• What you have to do: Find every line in the rows below that contains the word "window" and copy each of those lines.
[BEGIN Raw data]
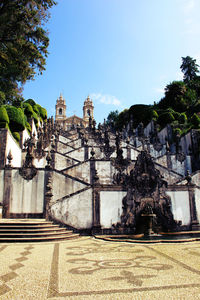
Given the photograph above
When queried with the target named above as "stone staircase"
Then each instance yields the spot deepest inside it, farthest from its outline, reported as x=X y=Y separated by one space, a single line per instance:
x=32 y=230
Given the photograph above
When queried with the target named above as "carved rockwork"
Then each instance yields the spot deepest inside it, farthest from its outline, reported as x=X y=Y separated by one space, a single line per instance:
x=28 y=170
x=145 y=195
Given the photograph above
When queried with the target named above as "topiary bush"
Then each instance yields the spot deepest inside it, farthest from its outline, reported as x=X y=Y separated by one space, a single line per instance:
x=31 y=102
x=16 y=117
x=195 y=120
x=36 y=110
x=42 y=112
x=154 y=115
x=28 y=110
x=182 y=118
x=16 y=136
x=165 y=118
x=4 y=119
x=28 y=127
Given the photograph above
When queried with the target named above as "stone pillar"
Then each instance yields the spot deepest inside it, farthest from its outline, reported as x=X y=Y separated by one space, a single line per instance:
x=94 y=180
x=48 y=194
x=86 y=152
x=169 y=161
x=7 y=195
x=96 y=227
x=3 y=138
x=193 y=213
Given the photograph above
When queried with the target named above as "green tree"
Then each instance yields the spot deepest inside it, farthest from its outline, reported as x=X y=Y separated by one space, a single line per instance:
x=23 y=43
x=112 y=118
x=189 y=68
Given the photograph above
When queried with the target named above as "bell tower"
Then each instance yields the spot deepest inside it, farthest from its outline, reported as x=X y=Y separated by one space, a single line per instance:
x=88 y=109
x=60 y=109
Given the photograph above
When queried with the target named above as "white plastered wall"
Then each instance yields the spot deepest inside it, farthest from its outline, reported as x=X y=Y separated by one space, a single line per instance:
x=110 y=207
x=63 y=186
x=75 y=211
x=27 y=195
x=1 y=185
x=180 y=206
x=197 y=202
x=15 y=149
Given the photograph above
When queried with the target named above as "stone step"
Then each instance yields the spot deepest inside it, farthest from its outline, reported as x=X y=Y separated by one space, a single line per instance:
x=38 y=239
x=38 y=234
x=30 y=230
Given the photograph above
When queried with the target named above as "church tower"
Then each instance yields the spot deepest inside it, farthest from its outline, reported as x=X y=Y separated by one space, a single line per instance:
x=60 y=110
x=88 y=109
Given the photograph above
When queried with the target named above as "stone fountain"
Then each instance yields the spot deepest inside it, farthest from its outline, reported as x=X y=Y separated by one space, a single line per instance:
x=146 y=206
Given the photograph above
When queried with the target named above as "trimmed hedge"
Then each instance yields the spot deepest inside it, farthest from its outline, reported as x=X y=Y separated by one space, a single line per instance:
x=42 y=112
x=16 y=136
x=28 y=110
x=195 y=120
x=28 y=127
x=4 y=115
x=30 y=101
x=17 y=119
x=165 y=118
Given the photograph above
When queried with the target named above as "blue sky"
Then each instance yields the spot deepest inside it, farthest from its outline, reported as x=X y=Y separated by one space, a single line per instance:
x=120 y=52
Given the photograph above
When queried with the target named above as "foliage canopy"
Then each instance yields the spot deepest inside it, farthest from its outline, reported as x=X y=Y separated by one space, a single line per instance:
x=23 y=43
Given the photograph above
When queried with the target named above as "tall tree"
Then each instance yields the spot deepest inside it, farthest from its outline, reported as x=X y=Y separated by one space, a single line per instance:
x=23 y=43
x=189 y=67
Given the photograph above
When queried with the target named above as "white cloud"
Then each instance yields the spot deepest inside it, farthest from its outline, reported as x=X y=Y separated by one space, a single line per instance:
x=106 y=99
x=159 y=90
x=188 y=6
x=179 y=75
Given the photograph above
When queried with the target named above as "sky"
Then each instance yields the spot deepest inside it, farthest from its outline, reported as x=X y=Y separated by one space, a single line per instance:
x=119 y=52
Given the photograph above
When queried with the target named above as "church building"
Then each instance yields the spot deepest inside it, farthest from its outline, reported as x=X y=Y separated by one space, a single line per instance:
x=71 y=122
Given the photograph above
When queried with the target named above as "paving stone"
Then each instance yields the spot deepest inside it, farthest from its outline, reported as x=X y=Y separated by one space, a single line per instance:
x=88 y=268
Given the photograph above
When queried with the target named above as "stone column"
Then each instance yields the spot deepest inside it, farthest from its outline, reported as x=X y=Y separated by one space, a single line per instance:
x=193 y=213
x=94 y=180
x=3 y=138
x=48 y=195
x=7 y=194
x=86 y=152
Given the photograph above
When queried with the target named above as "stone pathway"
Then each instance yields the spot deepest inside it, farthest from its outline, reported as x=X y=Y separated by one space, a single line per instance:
x=87 y=268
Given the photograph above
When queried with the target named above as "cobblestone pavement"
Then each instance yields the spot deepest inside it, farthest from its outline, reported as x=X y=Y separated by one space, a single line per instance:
x=87 y=268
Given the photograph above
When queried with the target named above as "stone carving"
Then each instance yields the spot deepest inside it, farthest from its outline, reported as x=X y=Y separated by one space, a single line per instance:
x=28 y=170
x=145 y=192
x=10 y=158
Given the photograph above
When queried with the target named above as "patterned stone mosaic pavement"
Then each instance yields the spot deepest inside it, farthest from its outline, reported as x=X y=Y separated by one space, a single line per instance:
x=87 y=268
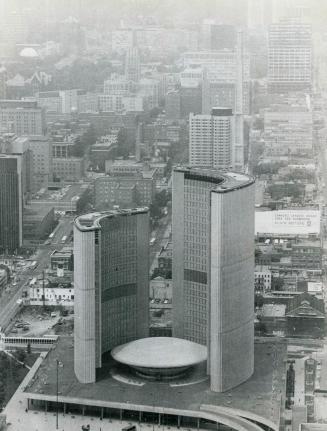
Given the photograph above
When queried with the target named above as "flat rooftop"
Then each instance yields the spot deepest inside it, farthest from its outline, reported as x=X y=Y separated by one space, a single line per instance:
x=91 y=221
x=160 y=352
x=225 y=181
x=260 y=395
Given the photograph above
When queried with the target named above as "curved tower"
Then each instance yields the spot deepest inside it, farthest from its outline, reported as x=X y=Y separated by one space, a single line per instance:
x=111 y=271
x=213 y=269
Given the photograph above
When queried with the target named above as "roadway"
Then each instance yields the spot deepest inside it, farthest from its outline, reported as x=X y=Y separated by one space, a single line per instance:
x=9 y=301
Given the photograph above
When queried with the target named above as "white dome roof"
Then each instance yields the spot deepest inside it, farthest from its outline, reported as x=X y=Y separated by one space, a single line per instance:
x=28 y=53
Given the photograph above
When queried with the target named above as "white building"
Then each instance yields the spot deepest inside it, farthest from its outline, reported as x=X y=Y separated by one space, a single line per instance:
x=52 y=295
x=262 y=277
x=212 y=139
x=289 y=57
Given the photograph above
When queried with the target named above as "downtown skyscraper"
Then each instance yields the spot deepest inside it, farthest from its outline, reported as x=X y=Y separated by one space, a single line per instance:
x=213 y=269
x=11 y=203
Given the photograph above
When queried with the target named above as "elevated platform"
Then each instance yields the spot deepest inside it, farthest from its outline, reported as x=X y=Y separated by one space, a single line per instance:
x=259 y=400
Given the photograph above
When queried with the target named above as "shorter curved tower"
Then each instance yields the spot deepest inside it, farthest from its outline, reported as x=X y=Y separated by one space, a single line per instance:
x=111 y=276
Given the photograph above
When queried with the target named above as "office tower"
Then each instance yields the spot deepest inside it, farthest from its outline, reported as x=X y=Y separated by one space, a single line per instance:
x=173 y=104
x=211 y=139
x=111 y=270
x=11 y=202
x=298 y=9
x=213 y=269
x=22 y=117
x=41 y=153
x=289 y=57
x=132 y=65
x=222 y=80
x=3 y=79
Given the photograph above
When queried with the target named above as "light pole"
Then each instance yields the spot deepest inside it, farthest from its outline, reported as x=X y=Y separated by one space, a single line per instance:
x=58 y=364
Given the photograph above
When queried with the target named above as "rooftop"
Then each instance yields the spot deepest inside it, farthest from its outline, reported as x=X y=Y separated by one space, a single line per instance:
x=260 y=395
x=91 y=221
x=160 y=352
x=226 y=181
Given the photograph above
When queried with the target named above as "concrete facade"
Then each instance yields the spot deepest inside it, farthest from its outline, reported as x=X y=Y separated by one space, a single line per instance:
x=213 y=269
x=11 y=202
x=212 y=139
x=111 y=267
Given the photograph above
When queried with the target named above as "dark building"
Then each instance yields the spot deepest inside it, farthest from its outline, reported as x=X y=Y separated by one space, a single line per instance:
x=11 y=202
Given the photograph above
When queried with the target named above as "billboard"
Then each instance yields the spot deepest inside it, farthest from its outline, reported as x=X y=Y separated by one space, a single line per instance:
x=287 y=222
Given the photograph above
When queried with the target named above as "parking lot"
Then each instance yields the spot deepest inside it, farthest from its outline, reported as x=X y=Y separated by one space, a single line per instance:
x=33 y=322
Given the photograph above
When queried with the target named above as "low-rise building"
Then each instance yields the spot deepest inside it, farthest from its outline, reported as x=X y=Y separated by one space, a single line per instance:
x=52 y=291
x=165 y=258
x=126 y=191
x=62 y=259
x=69 y=169
x=38 y=222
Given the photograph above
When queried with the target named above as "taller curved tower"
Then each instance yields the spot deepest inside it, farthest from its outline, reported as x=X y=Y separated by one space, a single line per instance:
x=213 y=269
x=111 y=275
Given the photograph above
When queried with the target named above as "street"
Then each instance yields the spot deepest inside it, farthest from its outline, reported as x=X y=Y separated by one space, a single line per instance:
x=9 y=303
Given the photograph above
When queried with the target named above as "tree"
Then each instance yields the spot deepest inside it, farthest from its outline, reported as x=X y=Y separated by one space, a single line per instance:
x=277 y=283
x=21 y=355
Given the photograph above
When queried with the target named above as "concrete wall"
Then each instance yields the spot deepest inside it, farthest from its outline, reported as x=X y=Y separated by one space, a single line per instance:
x=84 y=322
x=232 y=282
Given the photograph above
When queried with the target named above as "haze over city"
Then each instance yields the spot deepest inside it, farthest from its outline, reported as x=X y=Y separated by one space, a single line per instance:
x=163 y=215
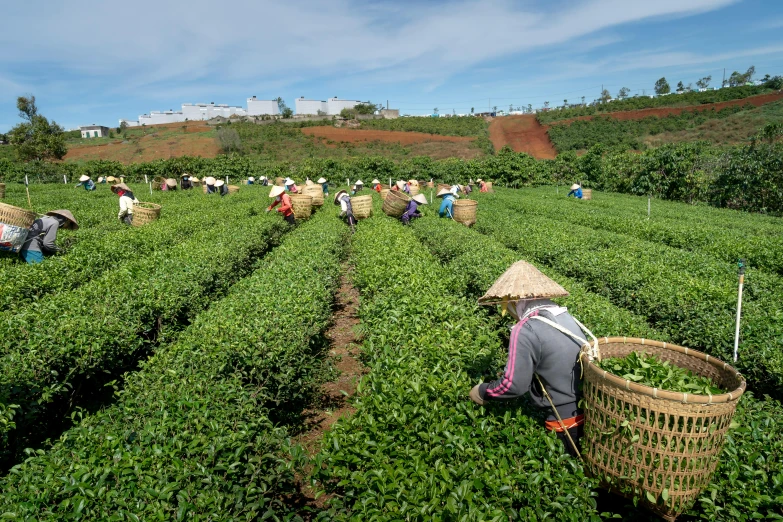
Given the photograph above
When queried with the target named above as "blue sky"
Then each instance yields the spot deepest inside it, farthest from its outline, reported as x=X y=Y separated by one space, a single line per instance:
x=95 y=62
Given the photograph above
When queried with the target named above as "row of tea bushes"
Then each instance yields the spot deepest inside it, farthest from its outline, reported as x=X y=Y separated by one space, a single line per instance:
x=196 y=433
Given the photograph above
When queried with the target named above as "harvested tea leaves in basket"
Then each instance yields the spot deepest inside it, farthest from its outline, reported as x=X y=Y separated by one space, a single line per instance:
x=649 y=370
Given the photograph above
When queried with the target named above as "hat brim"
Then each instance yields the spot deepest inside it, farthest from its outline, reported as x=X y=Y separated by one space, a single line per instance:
x=70 y=221
x=522 y=281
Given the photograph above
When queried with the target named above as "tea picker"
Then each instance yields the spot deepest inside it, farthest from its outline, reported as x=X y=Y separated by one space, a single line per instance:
x=346 y=210
x=43 y=233
x=544 y=347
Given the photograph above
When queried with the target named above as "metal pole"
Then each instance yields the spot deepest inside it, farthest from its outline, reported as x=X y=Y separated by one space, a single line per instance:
x=739 y=306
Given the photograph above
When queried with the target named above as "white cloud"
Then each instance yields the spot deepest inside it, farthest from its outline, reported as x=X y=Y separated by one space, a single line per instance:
x=148 y=43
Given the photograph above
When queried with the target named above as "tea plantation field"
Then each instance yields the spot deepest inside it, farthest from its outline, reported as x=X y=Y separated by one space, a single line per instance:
x=166 y=372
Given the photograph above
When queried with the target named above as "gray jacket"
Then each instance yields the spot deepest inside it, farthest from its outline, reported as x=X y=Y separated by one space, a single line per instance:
x=42 y=235
x=536 y=347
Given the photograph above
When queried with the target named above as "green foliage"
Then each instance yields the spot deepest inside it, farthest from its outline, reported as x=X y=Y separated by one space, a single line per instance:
x=201 y=431
x=36 y=138
x=646 y=102
x=630 y=134
x=649 y=370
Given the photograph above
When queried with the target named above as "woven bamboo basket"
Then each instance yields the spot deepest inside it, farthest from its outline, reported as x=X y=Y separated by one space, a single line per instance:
x=302 y=205
x=316 y=192
x=394 y=203
x=362 y=206
x=465 y=211
x=680 y=436
x=15 y=216
x=144 y=213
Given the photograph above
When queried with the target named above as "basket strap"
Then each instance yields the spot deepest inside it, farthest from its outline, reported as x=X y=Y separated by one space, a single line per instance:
x=593 y=352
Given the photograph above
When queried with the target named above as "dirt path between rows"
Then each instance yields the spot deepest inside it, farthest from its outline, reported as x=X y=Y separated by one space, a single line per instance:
x=334 y=404
x=522 y=134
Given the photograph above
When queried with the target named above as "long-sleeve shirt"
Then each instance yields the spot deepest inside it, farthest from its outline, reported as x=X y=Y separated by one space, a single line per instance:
x=447 y=206
x=538 y=348
x=285 y=205
x=126 y=205
x=42 y=235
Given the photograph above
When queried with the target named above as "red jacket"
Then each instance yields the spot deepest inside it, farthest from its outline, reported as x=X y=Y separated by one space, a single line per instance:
x=285 y=205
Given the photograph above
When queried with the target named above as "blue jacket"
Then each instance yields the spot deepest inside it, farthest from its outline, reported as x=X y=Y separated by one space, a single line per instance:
x=447 y=206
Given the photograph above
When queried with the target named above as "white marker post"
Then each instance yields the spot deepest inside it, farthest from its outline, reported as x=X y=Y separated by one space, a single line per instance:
x=739 y=306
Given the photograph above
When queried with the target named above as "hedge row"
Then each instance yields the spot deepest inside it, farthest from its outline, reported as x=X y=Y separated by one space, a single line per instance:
x=416 y=448
x=73 y=338
x=92 y=252
x=688 y=294
x=192 y=436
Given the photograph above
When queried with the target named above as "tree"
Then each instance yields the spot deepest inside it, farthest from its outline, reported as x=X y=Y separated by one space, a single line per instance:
x=36 y=138
x=662 y=87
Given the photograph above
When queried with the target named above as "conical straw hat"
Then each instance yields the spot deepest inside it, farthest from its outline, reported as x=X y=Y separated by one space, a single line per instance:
x=522 y=281
x=71 y=221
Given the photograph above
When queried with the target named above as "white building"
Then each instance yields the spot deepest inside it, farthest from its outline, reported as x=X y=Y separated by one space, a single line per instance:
x=336 y=105
x=310 y=107
x=94 y=131
x=256 y=107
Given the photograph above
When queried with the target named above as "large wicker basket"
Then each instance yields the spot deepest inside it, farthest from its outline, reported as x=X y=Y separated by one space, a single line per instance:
x=317 y=193
x=302 y=205
x=465 y=211
x=394 y=203
x=15 y=216
x=671 y=442
x=144 y=213
x=362 y=206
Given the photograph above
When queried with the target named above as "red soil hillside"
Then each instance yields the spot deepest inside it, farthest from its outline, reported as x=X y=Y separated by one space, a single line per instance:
x=522 y=134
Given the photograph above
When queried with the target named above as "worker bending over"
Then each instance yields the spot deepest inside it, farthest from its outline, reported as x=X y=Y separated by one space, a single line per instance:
x=544 y=351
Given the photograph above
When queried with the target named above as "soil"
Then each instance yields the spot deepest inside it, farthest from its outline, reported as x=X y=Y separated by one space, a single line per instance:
x=363 y=135
x=334 y=404
x=661 y=112
x=523 y=134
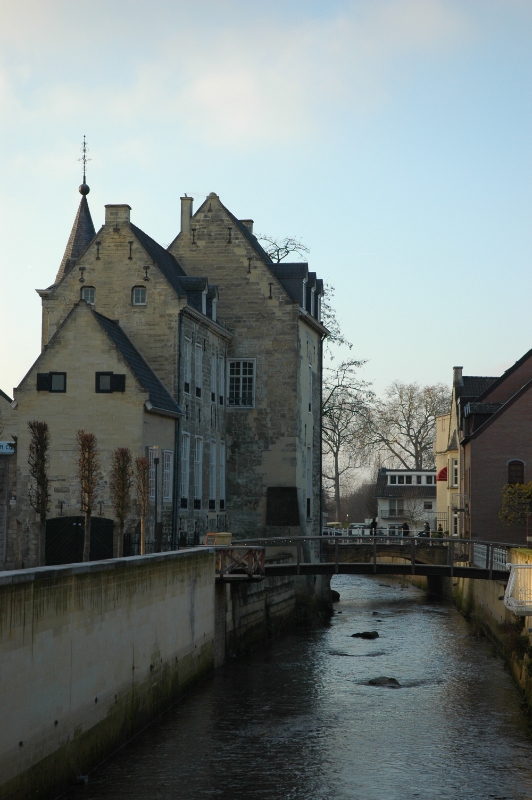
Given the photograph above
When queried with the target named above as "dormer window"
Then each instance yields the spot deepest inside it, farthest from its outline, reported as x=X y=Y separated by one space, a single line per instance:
x=88 y=293
x=138 y=296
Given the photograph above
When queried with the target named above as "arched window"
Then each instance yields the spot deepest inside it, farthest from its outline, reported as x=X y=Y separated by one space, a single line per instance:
x=88 y=293
x=516 y=472
x=138 y=296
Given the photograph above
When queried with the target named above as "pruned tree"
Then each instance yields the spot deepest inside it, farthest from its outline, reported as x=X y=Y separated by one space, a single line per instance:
[END Raw data]
• Completed task:
When queried with the target named above as "dormer window"
When queried with the target named above as "arched window"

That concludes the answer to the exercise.